È stato così per il biopic su Lady Diana, trasfigurata totalmente nel film di Oliver Hirschbieg e purtroppo in parte anche per Jobs.
L’inizio del film è decisamente da dimenticare. Va in scena un’esasperata rappresentazione degli anni 70, capelli lunghi e Beat Generation, allucinogeni e canzoni di Bob Dylan, i figli dei fiori che incontrano i nuovi guru della Silicon Valley. Tutto concentrato in 20 minuti, un’accozzaglia di luoghi comuni che ci saremmo evitati volentieri.
Una scena su tutte è completamente da dimenticare: quando Steve si reca in India, con sottofondo assordante di musica classica quasi fossimo in un trip allucinogeno, sembra una serie televisiva messicana venuta male. Un disastro.

Passano i minuti e per fortuna qualcosa cambia, il livello sale leggermente e lo spettatore riesce a guardare la storia della Apple senza quel fastidioso senso di “ma che stanno dicendo” che si prova durante tutta la prima parte del film.
Ma purtroppo i paragoni vanno tutti sull’altro film icona dei “nerd” contemporanei, quel The Social network di Fincher. E il responso è schiacciante.
Il film sul “giochino” di Zuckerberg è veloce, incalzante, entusiasmante. Un susseguirsi di dialoghi, eventi che prendono lo spettatore fin dall’inizio e lo guidano con passione per tutto il film, portandolo a provare un senso di tenerezza nei confronti di Eduardo e un senso di goduria quando i gemelli ricchi e fisicati arrivano secondi alla gara di canottaggio.

Qui invece si passano due ore piacevoli, ma che non lasciano nulla.
La parte più entusiasmante della vita lavorativa di Jobs, dal lancio dell iPod fino all’iPhone non vengono minimamente citati. Anche l’avventura nella meravigliosa Pixar viene clamorosamente tralasciata.

Consegna
Puoi scrivere il seguito della recensione del film su Jobs, riprendendo da dove si interrompe? I record provengono da una fonte diversa.

Elementi da una raccolta di etichettatura
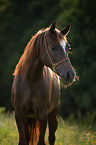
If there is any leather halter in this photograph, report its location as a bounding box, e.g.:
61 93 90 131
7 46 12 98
44 35 69 72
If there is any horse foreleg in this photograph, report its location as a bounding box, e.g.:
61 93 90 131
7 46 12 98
38 110 48 145
48 107 59 145
15 110 28 145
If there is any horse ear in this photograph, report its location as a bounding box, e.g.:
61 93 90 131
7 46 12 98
49 21 57 33
60 24 71 36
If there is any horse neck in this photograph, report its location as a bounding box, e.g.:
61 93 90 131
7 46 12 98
27 59 44 81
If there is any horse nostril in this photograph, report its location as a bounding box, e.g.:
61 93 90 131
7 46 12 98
67 71 70 78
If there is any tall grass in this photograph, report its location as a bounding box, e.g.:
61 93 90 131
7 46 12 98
0 108 96 145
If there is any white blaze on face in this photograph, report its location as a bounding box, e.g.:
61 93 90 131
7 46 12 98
60 39 66 54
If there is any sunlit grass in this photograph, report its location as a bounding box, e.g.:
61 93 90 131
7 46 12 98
0 108 96 145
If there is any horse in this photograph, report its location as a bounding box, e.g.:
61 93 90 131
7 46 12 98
11 21 76 145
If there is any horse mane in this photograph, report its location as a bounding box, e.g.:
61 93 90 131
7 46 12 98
13 30 44 76
13 28 62 76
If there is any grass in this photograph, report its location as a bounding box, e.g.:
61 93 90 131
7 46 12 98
0 108 96 145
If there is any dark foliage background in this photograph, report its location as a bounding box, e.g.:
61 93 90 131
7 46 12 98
0 0 96 116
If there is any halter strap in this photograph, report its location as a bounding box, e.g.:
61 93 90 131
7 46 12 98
44 38 69 71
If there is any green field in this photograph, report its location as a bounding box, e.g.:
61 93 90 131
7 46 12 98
0 108 96 145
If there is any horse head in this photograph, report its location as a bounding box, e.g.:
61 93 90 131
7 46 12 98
41 22 76 85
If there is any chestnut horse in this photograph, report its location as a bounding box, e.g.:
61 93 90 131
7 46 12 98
11 22 75 145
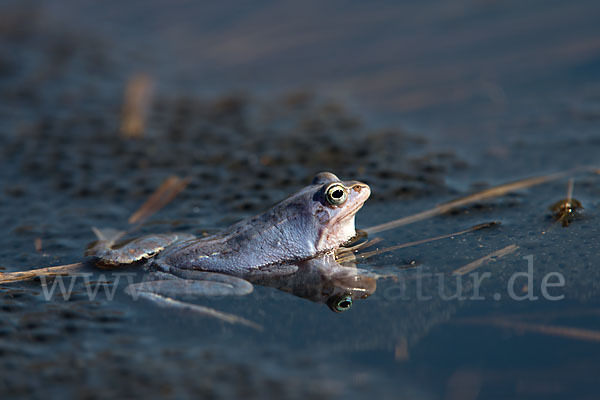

Risposta
Si pensa più a mostrare le liti ai vertici dell’azienda che la vera passion di Jobs, cioè il prodotto rivoluzionario che fu la Apple, quella passione maniacale per il design, per il bello che ha portato l’azienda di Cupertino ad insegnare al mondo che si può fare un prodotto bello ed estremamente utile, che i primi lettori cd erano terribili esteticamente e che i vecchi cellulari erano grossi come mattoni, scomodi e fastidiosi.
Tutto questo non compare.
Compare un uomo profondamente asociale, allergico ai legami e con un ego smisurato.
Lo spettarore non riuscirà mai ad affezionarsi al personaggio, non riuscirà ad appassionarsi ad una storiella lenta e romanzata, con scene a dir poco ridicole come la telefonata con Bill Gates o l’urlo di Munch versione in macchina by Steve Jobs.

Tutto troppo piatto, lineare.
Ashton Kutcher non è stata una scelta azzeccata, sembra una caricature di Jobs e non convince minimamente. Peccato.
Si è persa una grande occasione, perché Jobs è un film brutto.